» La richiesta
Indica quante righe dei record qui sotto contengono la parola "seedling". Scrivi soltanto il numero.

----

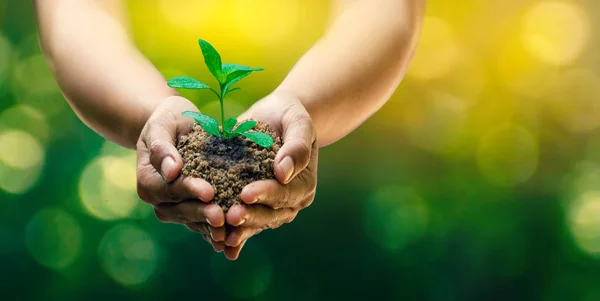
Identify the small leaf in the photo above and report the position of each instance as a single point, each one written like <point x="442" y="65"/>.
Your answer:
<point x="235" y="73"/>
<point x="262" y="139"/>
<point x="229" y="124"/>
<point x="246" y="126"/>
<point x="207" y="123"/>
<point x="239" y="77"/>
<point x="234" y="89"/>
<point x="184" y="82"/>
<point x="231" y="71"/>
<point x="212" y="59"/>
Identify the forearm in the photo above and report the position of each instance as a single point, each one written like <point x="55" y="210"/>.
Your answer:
<point x="110" y="85"/>
<point x="355" y="68"/>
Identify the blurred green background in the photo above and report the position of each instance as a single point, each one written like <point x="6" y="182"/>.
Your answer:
<point x="479" y="180"/>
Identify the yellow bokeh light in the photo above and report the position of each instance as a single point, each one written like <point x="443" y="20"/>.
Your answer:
<point x="584" y="222"/>
<point x="54" y="238"/>
<point x="556" y="32"/>
<point x="33" y="76"/>
<point x="6" y="56"/>
<point x="440" y="125"/>
<point x="249" y="276"/>
<point x="508" y="155"/>
<point x="575" y="101"/>
<point x="189" y="14"/>
<point x="20" y="150"/>
<point x="438" y="52"/>
<point x="21" y="161"/>
<point x="395" y="217"/>
<point x="27" y="119"/>
<point x="107" y="187"/>
<point x="523" y="73"/>
<point x="265" y="21"/>
<point x="128" y="254"/>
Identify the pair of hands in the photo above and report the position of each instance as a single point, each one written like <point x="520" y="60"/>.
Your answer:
<point x="269" y="203"/>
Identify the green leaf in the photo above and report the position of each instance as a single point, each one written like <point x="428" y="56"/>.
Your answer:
<point x="207" y="123"/>
<point x="229" y="124"/>
<point x="212" y="59"/>
<point x="262" y="139"/>
<point x="234" y="89"/>
<point x="231" y="71"/>
<point x="184" y="82"/>
<point x="246" y="126"/>
<point x="234" y="73"/>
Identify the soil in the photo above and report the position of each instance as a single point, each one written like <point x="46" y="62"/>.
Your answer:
<point x="227" y="164"/>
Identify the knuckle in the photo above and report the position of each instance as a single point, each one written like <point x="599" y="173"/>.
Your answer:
<point x="307" y="201"/>
<point x="278" y="204"/>
<point x="290" y="218"/>
<point x="169" y="194"/>
<point x="160" y="216"/>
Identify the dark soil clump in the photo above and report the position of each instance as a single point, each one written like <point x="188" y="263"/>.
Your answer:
<point x="227" y="164"/>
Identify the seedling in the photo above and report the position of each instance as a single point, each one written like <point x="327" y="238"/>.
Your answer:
<point x="226" y="75"/>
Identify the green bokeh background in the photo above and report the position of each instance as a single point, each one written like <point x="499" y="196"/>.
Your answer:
<point x="477" y="181"/>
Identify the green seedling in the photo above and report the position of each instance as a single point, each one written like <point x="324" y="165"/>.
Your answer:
<point x="226" y="75"/>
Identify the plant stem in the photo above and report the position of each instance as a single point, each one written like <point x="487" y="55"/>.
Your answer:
<point x="222" y="111"/>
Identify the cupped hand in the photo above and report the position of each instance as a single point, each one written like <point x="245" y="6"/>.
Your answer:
<point x="176" y="199"/>
<point x="271" y="203"/>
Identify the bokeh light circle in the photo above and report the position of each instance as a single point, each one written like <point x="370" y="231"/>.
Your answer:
<point x="438" y="52"/>
<point x="508" y="155"/>
<point x="272" y="21"/>
<point x="33" y="77"/>
<point x="522" y="73"/>
<point x="441" y="125"/>
<point x="189" y="13"/>
<point x="584" y="222"/>
<point x="249" y="276"/>
<point x="128" y="254"/>
<point x="556" y="32"/>
<point x="107" y="187"/>
<point x="54" y="238"/>
<point x="21" y="161"/>
<point x="20" y="150"/>
<point x="575" y="100"/>
<point x="27" y="119"/>
<point x="6" y="55"/>
<point x="395" y="217"/>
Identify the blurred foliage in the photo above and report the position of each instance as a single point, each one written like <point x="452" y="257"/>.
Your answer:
<point x="477" y="181"/>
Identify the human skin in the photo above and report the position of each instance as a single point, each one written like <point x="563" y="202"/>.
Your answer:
<point x="347" y="76"/>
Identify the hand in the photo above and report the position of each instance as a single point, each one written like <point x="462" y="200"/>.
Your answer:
<point x="272" y="203"/>
<point x="175" y="199"/>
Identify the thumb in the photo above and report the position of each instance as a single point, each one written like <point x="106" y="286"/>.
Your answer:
<point x="298" y="138"/>
<point x="159" y="139"/>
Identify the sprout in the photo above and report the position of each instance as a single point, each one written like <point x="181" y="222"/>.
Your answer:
<point x="227" y="75"/>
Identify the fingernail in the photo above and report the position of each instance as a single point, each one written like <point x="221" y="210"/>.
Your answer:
<point x="287" y="167"/>
<point x="166" y="167"/>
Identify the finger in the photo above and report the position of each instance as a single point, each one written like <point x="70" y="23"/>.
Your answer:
<point x="202" y="228"/>
<point x="232" y="253"/>
<point x="259" y="216"/>
<point x="159" y="137"/>
<point x="298" y="139"/>
<point x="239" y="235"/>
<point x="191" y="212"/>
<point x="299" y="193"/>
<point x="153" y="189"/>
<point x="216" y="233"/>
<point x="219" y="246"/>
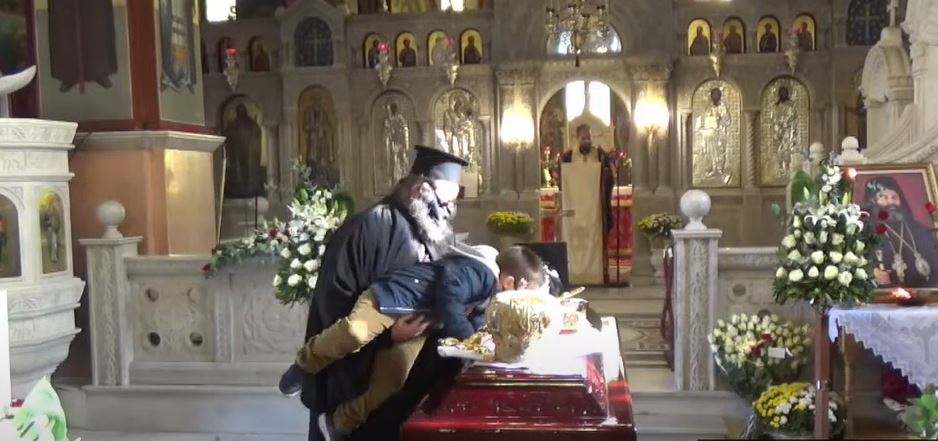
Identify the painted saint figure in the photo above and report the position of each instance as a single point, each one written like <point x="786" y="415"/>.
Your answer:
<point x="82" y="46"/>
<point x="733" y="41"/>
<point x="701" y="44"/>
<point x="51" y="223"/>
<point x="471" y="53"/>
<point x="245" y="177"/>
<point x="713" y="128"/>
<point x="397" y="140"/>
<point x="319" y="148"/>
<point x="785" y="132"/>
<point x="177" y="44"/>
<point x="408" y="56"/>
<point x="769" y="41"/>
<point x="805" y="38"/>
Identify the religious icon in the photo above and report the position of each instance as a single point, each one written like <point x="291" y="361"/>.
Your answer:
<point x="767" y="34"/>
<point x="471" y="44"/>
<point x="177" y="44"/>
<point x="317" y="134"/>
<point x="439" y="48"/>
<point x="865" y="21"/>
<point x="313" y="43"/>
<point x="406" y="50"/>
<point x="372" y="6"/>
<point x="371" y="51"/>
<point x="245" y="147"/>
<point x="734" y="39"/>
<point x="458" y="129"/>
<point x="698" y="37"/>
<point x="716" y="152"/>
<point x="52" y="233"/>
<point x="10" y="265"/>
<point x="260" y="56"/>
<point x="907" y="255"/>
<point x="393" y="119"/>
<point x="82" y="46"/>
<point x="412" y="6"/>
<point x="804" y="28"/>
<point x="784" y="128"/>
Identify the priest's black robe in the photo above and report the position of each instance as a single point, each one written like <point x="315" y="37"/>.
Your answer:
<point x="372" y="243"/>
<point x="607" y="183"/>
<point x="82" y="44"/>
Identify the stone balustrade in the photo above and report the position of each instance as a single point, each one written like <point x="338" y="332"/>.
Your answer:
<point x="158" y="320"/>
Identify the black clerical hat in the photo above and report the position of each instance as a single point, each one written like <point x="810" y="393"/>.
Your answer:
<point x="437" y="164"/>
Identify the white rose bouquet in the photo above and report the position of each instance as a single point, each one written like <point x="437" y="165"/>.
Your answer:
<point x="826" y="254"/>
<point x="754" y="352"/>
<point x="315" y="213"/>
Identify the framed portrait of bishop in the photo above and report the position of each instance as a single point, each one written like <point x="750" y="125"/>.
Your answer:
<point x="896" y="196"/>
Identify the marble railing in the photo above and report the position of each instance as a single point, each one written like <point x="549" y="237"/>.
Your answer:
<point x="157" y="320"/>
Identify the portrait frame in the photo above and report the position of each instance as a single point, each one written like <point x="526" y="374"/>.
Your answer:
<point x="775" y="27"/>
<point x="432" y="42"/>
<point x="741" y="30"/>
<point x="810" y="26"/>
<point x="692" y="34"/>
<point x="367" y="44"/>
<point x="917" y="182"/>
<point x="399" y="47"/>
<point x="464" y="43"/>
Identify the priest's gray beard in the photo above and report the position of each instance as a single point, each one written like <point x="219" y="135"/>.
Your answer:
<point x="432" y="220"/>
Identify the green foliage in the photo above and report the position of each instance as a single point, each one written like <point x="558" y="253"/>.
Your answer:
<point x="659" y="225"/>
<point x="510" y="223"/>
<point x="921" y="417"/>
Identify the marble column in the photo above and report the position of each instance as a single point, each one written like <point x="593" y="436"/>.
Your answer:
<point x="751" y="149"/>
<point x="695" y="295"/>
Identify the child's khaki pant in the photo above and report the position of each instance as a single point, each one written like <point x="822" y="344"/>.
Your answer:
<point x="348" y="335"/>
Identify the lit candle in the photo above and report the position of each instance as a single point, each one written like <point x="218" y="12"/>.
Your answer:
<point x="6" y="391"/>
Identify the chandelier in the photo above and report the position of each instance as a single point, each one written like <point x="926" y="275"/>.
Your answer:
<point x="579" y="21"/>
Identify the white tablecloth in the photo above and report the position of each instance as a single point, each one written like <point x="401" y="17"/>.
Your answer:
<point x="906" y="337"/>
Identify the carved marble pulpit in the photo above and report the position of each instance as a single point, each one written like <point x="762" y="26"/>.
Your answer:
<point x="591" y="401"/>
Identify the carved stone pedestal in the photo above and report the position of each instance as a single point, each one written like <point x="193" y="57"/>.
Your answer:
<point x="35" y="241"/>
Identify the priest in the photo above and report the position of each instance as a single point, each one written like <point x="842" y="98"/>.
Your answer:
<point x="587" y="182"/>
<point x="411" y="224"/>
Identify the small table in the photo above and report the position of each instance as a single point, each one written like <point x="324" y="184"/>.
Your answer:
<point x="906" y="337"/>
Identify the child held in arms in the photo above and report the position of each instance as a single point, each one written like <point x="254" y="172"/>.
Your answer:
<point x="455" y="290"/>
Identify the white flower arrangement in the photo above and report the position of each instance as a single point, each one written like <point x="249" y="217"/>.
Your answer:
<point x="756" y="351"/>
<point x="826" y="257"/>
<point x="315" y="213"/>
<point x="789" y="408"/>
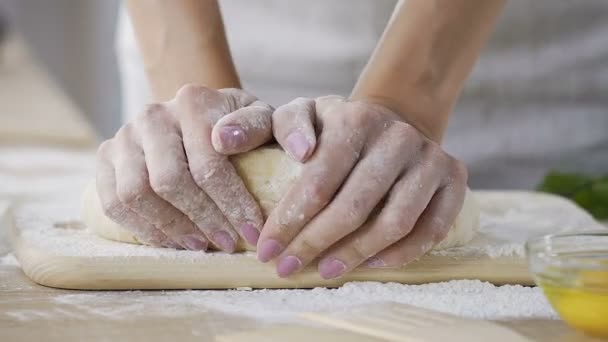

----

» Risposta attesa
2